● **Directions for this task**:
Would you retype, word for word, the line with "of the refrigerator" and every line after it through the end of the records below?

"""

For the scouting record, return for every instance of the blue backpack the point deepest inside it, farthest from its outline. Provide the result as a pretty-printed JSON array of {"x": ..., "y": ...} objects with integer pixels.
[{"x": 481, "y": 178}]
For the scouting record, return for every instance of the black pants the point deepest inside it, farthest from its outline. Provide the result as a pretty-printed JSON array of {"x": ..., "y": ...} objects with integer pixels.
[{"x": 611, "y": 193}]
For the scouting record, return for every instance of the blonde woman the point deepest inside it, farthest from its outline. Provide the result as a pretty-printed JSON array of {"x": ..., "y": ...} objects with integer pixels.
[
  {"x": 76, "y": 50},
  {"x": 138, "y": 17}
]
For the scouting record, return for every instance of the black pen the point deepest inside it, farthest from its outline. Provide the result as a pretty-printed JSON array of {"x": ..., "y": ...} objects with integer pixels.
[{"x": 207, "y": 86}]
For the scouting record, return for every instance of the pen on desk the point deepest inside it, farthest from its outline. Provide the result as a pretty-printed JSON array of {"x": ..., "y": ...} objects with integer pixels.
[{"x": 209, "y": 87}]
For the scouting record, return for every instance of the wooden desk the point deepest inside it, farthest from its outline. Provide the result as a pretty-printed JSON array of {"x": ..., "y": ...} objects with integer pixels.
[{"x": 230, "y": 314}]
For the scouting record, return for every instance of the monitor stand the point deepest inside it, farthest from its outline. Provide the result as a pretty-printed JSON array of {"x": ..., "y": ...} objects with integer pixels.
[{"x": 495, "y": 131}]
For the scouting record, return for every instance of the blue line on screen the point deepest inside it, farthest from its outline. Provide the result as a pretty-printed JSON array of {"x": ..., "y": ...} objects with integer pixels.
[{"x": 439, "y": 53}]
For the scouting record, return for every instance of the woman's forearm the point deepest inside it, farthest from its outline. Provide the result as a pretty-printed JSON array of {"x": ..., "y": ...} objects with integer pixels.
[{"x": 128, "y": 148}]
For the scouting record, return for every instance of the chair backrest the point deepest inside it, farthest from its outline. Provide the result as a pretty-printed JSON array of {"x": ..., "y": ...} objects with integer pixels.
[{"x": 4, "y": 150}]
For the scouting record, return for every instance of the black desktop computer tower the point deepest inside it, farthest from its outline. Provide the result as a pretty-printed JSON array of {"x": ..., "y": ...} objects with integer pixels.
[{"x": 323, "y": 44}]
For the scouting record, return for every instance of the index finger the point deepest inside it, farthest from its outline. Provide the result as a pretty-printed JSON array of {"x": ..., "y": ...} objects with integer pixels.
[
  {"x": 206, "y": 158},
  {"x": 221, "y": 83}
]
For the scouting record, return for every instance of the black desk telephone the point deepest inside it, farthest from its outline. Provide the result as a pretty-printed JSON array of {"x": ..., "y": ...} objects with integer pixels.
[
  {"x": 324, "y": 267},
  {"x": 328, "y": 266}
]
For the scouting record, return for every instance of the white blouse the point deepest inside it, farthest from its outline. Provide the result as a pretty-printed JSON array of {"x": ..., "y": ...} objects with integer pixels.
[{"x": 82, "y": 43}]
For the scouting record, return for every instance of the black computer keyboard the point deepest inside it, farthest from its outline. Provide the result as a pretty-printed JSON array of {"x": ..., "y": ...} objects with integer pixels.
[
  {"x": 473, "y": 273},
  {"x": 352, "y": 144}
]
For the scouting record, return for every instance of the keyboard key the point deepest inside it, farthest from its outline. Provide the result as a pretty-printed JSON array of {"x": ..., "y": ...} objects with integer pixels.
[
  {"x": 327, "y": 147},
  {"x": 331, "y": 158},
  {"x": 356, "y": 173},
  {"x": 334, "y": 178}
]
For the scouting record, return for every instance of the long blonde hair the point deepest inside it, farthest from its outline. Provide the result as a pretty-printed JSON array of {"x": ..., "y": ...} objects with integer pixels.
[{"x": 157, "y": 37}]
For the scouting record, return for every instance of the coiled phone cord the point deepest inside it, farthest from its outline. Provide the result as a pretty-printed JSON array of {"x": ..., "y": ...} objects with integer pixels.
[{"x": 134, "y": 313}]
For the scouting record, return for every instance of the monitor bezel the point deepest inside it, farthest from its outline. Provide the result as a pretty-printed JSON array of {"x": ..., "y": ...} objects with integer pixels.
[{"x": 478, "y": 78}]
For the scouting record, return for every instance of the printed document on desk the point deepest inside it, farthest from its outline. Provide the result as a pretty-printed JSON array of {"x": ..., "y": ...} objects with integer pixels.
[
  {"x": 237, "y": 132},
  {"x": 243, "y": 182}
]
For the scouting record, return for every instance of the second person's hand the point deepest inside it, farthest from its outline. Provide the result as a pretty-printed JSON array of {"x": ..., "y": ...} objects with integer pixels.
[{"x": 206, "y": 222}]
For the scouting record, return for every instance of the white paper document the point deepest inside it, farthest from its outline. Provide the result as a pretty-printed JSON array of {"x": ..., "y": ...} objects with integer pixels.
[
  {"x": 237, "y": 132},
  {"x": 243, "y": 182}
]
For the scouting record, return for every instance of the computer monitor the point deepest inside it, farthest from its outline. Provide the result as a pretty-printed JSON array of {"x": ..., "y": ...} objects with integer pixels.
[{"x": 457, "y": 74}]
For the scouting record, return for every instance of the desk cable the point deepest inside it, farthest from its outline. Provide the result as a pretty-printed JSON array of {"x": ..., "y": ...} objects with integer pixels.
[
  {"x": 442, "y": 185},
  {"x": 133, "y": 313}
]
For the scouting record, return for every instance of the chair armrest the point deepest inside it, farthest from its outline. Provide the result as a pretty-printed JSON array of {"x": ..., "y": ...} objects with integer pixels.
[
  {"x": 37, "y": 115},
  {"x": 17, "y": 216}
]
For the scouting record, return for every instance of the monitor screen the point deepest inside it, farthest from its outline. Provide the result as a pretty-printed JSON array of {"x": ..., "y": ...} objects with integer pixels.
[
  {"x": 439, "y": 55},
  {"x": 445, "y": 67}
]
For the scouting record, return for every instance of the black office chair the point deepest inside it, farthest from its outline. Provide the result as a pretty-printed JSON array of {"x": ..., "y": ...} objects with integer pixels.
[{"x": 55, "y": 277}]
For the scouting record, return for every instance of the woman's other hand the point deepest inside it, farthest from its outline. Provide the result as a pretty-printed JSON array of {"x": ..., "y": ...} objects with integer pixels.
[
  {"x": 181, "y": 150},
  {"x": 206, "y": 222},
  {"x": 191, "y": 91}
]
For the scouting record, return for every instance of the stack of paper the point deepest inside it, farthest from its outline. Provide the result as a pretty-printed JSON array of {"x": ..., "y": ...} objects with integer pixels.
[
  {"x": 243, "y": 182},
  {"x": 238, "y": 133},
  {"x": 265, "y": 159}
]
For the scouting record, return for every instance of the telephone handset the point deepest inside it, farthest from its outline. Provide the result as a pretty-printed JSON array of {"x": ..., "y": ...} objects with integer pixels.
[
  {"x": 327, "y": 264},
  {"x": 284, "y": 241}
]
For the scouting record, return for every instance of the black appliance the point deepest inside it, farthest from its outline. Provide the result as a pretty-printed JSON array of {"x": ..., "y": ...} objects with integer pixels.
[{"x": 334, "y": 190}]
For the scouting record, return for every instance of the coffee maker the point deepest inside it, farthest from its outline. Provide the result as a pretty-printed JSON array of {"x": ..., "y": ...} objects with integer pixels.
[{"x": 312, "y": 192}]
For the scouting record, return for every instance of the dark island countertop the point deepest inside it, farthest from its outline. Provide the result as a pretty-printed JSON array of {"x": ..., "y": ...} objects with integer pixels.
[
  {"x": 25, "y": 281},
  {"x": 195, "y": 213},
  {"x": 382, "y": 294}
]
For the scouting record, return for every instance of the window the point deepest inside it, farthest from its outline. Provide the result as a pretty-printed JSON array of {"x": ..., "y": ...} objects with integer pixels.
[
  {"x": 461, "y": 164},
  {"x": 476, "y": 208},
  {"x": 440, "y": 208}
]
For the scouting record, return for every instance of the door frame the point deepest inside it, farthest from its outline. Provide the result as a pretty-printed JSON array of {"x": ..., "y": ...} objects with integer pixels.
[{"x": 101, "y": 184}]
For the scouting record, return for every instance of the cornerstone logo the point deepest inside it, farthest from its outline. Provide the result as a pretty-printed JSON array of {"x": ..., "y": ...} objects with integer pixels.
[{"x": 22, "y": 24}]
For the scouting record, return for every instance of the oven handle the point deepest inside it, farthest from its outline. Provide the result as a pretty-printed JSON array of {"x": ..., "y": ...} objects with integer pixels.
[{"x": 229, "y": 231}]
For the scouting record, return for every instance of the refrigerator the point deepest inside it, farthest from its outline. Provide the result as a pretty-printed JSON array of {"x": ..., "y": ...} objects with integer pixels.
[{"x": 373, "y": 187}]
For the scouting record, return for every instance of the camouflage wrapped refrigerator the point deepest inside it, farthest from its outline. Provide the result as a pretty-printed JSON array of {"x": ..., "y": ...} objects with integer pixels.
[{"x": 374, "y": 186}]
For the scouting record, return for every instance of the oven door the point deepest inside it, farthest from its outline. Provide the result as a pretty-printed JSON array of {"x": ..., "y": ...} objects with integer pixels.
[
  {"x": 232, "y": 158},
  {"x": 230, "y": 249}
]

"""

● **Task solution**:
For the scouting record, return for every instance of the refrigerator the point deepest inside it, farthest from its outline. Provide the result as a pretty-printed JSON array of {"x": ..., "y": ...} objects with integer pixels.
[{"x": 373, "y": 187}]
For the scouting record, return for every instance of the camouflage wrapped refrigerator the point deepest inside it, farthest from its outline. Provide the result as a pretty-printed JSON array of {"x": ..., "y": ...} objects with integer pixels.
[{"x": 374, "y": 186}]
For the scouting record, return for every instance of the oven door the point deepest inside it, farthest from its outline. Provide the result as a pretty-printed JSON array of {"x": ..., "y": ...} objects with integer pixels.
[
  {"x": 232, "y": 158},
  {"x": 230, "y": 249}
]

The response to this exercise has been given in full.